┌─ Text passage
Let's decide whether we want an empty line after }, or not, and stick to
it. I prefer an empty line but no biggie as long as we are consistent.

>  	if (virtio_has_feature(vdev, VIRTIO_BALLOON_F_PAGE_POISON)) {
>  		/* Start with poison val of 0 representing general init */
>  		__u32 poison_val = 0;
> @@ -986,15 +980,6 @@ static int virtballoon_probe(struct virtio_device *vdev)
>  		virtio_cwrite(vb->vdev, struct virtio_balloon_config,
>  			      poison_val, &poison_val);
>  	}
> -	/*
> -	 * We continue to use VIRTIO_BALLOON_F_DEFLATE_ON_OOM to decide if a
> -	 * shrinker needs to be registered to relieve memory pressure.
> -	 */
> -	if (virtio_has_feature(vb->vdev, VIRTIO_BALLOON_F_DEFLATE_ON_OOM)) {
> -		err = virtio_balloon_register_shrinker(vb);
> -		if (err)
> -			goto out_del_balloon_wq;
> -	}
>  
>  	vb->pr_dev_info.report = virtballoon_free_page_report;
>  	if (virtio_has_feature(vb->vdev, VIRTIO_BALLOON_F_REPORTING)) {
> @@ -1003,12 +988,12 @@ static int virtballoon_probe(struct virtio_device *vdev)
>  		capacity = virtqueue_get_vring_size(vb->reporting_vq);
>  		if (capacity < PAGE_REPORTING_CAPACITY) {
>  			err = -ENOSPC;
> -			goto out_unregister_shrinker;
> +			goto out_unregister_oom;
>  		}
>  
>  		err = page_reporting_register(&vb->pr_dev_info);
>  		if (err)
> -			goto out_unregister_shrinker;
> +			goto out_unregister_oom;
>  	}
>  
>  	virtio_device_ready(vdev);
> @@ -1017,8 +1002,11 @@ static int virtballoon_probe(struct virtio_device *vdev)
└─
┌─ Data shown
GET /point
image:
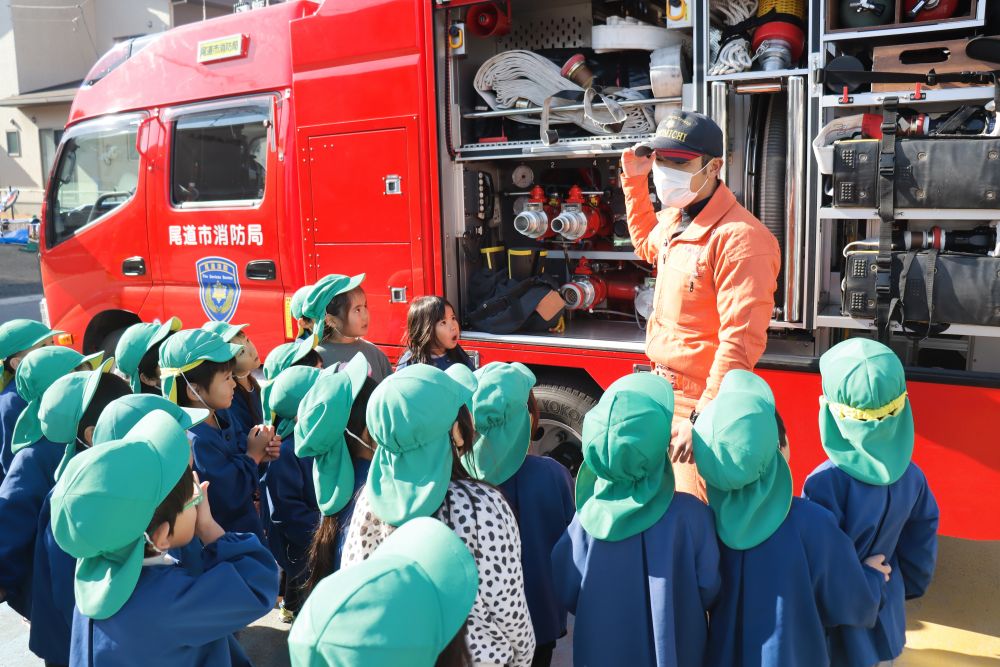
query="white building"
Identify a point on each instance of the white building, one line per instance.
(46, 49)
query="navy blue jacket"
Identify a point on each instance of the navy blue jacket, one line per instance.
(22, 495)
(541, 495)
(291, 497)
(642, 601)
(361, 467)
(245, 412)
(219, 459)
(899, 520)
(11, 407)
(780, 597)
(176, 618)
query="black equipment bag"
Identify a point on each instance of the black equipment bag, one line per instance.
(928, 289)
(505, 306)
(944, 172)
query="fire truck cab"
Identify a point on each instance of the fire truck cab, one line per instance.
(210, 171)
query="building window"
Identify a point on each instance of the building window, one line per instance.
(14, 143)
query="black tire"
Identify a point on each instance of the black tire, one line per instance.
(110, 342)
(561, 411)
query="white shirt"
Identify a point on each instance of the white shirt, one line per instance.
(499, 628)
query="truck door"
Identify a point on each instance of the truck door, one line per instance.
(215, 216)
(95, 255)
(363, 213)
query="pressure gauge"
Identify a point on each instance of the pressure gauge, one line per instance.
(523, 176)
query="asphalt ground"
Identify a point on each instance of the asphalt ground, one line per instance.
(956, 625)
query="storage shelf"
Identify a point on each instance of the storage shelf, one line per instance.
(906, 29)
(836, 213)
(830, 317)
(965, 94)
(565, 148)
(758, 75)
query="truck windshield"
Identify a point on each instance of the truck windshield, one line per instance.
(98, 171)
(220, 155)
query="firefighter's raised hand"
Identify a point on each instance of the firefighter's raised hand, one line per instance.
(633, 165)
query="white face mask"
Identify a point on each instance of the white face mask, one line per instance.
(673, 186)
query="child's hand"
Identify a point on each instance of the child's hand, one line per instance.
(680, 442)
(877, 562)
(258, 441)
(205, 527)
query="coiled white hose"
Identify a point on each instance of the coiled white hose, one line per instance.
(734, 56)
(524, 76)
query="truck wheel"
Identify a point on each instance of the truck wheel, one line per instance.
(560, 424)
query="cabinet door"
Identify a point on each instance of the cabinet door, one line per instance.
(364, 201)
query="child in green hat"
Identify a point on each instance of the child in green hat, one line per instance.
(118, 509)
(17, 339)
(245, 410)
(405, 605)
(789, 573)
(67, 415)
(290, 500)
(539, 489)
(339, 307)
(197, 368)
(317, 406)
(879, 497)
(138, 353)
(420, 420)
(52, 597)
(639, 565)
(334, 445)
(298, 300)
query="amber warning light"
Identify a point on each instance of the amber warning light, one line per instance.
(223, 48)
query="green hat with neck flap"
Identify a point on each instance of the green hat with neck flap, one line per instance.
└─
┌─ Data shown
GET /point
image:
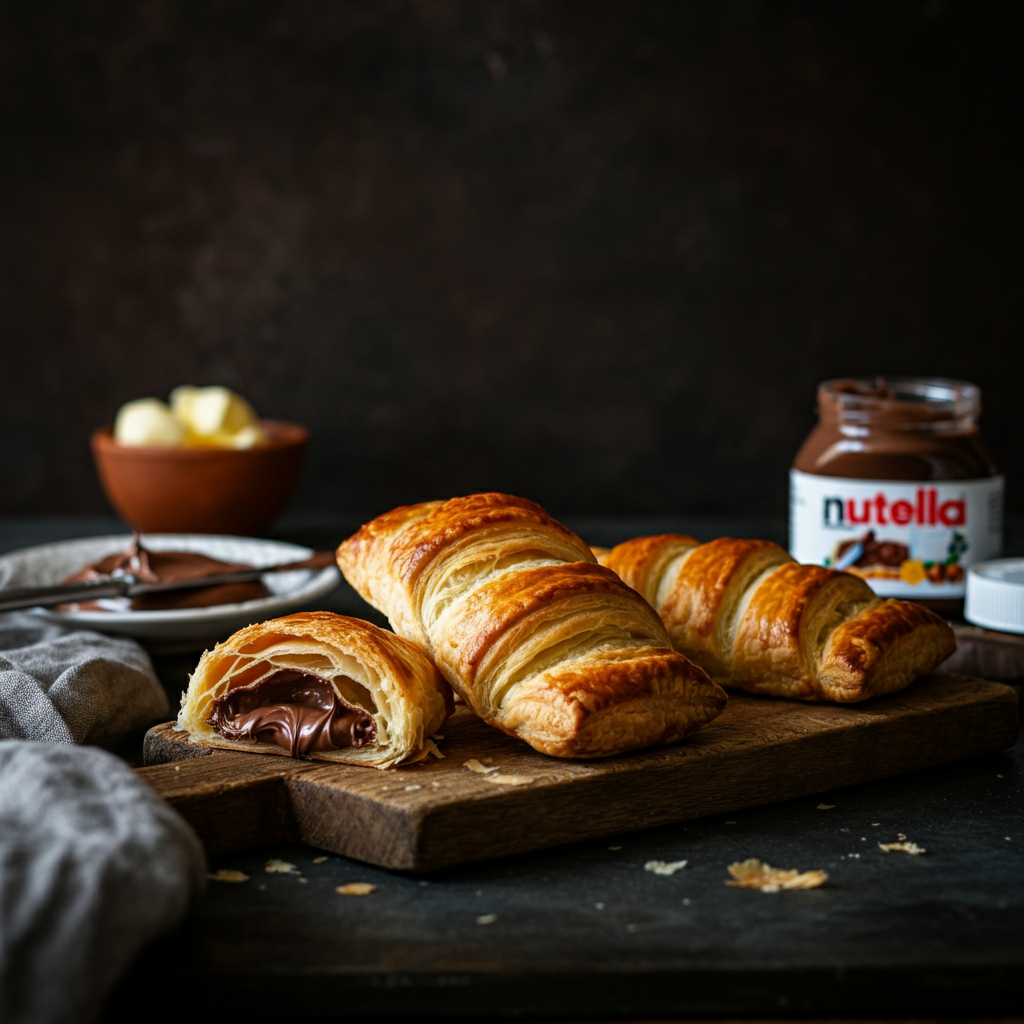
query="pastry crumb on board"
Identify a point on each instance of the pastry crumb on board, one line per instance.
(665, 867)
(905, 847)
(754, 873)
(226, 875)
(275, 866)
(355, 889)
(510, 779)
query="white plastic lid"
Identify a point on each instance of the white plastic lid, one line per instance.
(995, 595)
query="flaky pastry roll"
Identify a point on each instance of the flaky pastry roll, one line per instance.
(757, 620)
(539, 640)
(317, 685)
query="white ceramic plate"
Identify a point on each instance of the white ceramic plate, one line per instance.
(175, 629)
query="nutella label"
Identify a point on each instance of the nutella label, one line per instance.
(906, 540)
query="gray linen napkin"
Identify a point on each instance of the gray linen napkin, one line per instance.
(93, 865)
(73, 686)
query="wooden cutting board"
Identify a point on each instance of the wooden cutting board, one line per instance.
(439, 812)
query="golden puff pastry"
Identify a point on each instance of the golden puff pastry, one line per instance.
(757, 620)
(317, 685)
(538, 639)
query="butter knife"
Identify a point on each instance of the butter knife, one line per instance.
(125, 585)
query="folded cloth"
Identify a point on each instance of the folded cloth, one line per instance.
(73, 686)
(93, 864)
└─
> [Job]:
Pick up the virtio balloon patch review at its last line and carry it forward.

> [Result for this exercise]:
>  		virtballoon_changed(vdev);
>  	return 0;
>  
> +out_unregister_oom:
> +	if (virtio_has_feature(vdev, VIRTIO_BALLOON_F_DEFLATE_ON_OOM))
> +		unregister_oom_notifier(&vb->oom_nb);
>  out_unregister_shrinker:
> -	if (virtio_has_feature(vb->vdev, VIRTIO_BALLOON_F_DEFLATE_ON_OOM))
> +	if (virtio_has_feature(vdev, VIRTIO_BALLOON_F_FREE_PAGE_HINT))
>  		virtio_balloon_unregister_shrinker(vb);


What's with vdev versus vb->vdev here?
I suggest we keep using vb->vdev to make the patch minimal if we can.
Same elsewhere.

>  out_del_balloon_wq:
>  	if (virtio_has_feature(vdev, VIRTIO_BALLOON_F_FREE_PAGE_HINT))
> @@ -1061,7 +1049,10 @@ static void virtballoon_remove(struct virtio_device *vdev)
>  	if (virtio_has_feature(vb->vdev, VIRTIO_BALLOON_F_REPORTING))
>  		page_reporting_unregister(&vb->pr_dev_info);
>  	if (virtio_has_feature(vb->vdev, VIRTIO_BALLOON_F_DEFLATE_ON_OOM))
> +		unregister_oom_notifier(&vb->oom_nb);
> +	if (virtio_has_feature(vdev, VIRTIO_BALLOON_F_FREE_PAGE_HINT))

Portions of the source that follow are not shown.